##### RECORDS SHOWN

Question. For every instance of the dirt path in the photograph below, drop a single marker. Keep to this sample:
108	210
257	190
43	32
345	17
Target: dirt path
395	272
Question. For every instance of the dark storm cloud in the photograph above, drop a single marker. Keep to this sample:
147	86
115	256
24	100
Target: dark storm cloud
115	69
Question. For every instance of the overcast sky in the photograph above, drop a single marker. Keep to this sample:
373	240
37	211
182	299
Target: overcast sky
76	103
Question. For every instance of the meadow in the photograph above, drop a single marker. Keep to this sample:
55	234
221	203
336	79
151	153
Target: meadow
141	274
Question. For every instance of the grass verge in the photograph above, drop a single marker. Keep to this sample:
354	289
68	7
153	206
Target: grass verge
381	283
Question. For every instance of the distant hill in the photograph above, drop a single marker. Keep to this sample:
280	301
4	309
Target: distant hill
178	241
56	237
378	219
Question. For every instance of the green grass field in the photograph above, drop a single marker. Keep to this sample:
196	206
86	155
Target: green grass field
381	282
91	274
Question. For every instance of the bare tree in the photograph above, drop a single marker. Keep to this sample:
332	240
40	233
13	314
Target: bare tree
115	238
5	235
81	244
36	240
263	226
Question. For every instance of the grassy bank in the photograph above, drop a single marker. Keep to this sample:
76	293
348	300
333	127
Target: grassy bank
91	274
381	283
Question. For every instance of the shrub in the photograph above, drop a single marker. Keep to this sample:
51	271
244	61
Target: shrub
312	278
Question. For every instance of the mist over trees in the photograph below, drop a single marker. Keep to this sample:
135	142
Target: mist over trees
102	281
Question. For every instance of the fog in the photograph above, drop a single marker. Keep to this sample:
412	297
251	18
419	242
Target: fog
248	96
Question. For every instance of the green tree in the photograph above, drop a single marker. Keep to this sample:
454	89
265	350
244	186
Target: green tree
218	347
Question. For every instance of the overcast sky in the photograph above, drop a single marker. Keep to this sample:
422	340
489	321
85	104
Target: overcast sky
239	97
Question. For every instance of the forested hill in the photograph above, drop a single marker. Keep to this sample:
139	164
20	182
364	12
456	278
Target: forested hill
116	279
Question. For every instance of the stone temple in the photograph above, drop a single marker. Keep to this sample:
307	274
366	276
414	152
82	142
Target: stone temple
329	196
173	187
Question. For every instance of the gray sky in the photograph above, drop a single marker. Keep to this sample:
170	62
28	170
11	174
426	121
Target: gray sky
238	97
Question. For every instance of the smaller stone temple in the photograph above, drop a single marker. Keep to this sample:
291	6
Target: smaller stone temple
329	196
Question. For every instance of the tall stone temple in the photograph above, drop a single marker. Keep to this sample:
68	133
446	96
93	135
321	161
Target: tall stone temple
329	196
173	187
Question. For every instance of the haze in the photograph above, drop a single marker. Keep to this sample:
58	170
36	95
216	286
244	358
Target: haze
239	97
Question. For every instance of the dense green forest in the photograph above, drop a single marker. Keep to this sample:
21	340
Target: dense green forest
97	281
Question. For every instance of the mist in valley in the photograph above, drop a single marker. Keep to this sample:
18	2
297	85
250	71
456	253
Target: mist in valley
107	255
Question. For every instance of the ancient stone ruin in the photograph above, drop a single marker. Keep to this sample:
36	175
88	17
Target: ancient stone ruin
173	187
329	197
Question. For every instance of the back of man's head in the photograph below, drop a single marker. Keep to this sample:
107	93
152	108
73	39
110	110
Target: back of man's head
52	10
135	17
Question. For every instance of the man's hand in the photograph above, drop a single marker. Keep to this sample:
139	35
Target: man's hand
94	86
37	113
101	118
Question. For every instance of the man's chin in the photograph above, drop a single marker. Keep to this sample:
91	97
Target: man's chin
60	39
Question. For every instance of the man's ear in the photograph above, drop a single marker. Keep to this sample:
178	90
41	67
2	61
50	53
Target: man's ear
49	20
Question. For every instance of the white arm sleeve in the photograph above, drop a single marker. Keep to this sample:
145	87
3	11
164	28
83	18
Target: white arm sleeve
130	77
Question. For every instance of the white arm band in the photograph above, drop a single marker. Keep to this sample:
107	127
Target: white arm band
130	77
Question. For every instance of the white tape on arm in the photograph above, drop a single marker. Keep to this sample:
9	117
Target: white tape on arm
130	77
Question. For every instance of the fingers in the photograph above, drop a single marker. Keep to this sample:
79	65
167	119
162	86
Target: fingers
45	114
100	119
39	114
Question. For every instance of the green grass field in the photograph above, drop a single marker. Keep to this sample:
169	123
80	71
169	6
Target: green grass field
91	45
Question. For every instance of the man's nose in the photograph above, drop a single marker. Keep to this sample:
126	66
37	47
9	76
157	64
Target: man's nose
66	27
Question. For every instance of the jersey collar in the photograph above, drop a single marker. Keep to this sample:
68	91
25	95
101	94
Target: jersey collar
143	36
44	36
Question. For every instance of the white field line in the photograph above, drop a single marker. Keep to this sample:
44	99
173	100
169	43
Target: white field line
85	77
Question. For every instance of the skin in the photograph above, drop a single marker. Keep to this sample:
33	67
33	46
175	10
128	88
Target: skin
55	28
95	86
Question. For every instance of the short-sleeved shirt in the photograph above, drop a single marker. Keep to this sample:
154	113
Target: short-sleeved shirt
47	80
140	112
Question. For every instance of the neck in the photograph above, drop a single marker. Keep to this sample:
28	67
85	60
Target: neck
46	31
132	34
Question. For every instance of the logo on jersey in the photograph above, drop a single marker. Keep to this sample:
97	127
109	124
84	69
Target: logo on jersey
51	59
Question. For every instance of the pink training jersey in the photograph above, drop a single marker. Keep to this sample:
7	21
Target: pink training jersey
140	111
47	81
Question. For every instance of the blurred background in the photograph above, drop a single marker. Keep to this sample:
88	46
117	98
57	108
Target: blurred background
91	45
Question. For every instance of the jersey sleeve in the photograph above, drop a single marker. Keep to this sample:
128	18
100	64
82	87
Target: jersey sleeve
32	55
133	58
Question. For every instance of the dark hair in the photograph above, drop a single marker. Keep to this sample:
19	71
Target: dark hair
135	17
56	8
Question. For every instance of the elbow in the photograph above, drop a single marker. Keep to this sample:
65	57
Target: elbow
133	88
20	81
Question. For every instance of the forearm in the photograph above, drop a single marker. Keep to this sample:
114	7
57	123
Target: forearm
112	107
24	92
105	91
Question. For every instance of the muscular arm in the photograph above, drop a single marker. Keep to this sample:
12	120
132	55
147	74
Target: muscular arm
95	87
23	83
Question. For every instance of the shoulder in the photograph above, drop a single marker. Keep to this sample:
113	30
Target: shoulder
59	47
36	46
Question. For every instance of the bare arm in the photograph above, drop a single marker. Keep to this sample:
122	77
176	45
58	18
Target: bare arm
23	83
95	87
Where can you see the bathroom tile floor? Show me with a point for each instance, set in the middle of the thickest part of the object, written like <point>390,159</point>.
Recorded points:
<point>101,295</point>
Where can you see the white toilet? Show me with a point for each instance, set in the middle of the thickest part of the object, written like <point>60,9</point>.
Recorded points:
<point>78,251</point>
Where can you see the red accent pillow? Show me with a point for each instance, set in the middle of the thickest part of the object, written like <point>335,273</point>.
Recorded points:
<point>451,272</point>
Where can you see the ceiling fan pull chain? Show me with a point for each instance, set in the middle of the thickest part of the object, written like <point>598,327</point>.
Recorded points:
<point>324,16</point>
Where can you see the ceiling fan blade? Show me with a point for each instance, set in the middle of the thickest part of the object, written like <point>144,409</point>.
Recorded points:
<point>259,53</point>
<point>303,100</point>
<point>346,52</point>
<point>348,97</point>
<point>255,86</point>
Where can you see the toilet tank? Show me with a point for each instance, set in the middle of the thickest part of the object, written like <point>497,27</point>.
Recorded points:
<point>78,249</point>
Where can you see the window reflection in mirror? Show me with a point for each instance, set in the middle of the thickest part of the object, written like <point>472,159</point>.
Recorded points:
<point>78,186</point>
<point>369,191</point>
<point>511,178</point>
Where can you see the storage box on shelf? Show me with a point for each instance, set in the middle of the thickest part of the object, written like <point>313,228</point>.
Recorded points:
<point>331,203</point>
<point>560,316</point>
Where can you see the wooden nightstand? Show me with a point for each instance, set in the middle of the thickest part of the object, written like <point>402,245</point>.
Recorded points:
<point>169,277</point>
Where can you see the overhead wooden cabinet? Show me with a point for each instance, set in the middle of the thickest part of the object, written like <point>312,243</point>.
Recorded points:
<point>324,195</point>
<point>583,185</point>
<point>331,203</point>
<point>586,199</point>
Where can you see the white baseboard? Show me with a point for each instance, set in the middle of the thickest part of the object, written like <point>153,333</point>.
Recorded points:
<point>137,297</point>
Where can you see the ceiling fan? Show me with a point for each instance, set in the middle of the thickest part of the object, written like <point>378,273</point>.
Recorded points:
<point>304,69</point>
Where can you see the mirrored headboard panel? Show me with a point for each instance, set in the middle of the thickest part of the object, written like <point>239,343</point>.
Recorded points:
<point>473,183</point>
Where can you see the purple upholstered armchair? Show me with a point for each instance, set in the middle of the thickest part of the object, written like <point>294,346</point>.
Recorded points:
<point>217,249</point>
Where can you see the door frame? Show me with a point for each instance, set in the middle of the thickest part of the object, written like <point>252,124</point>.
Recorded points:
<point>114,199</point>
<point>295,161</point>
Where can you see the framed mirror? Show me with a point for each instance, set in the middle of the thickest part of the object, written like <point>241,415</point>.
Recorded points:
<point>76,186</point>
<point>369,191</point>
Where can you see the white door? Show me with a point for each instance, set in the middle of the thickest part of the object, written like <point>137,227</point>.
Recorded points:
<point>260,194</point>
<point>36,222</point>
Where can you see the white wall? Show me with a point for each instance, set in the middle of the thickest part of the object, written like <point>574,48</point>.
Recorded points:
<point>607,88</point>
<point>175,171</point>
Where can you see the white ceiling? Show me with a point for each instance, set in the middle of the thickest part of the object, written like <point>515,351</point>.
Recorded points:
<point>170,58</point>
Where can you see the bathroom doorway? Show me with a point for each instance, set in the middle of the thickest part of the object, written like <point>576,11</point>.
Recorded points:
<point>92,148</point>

##########

EXERCISE BRIEF
Copy out again the lines of the records above, starting with the line containing "Where can you see the overhead" and going on through the line containing "<point>586,199</point>", both included.

RESPONSE
Where can you see the overhead wooden cabinet? Show me with a point for each instance, set in the middle of the thickest part of the object, written like <point>312,243</point>.
Recorded points:
<point>324,195</point>
<point>583,185</point>
<point>331,203</point>
<point>586,199</point>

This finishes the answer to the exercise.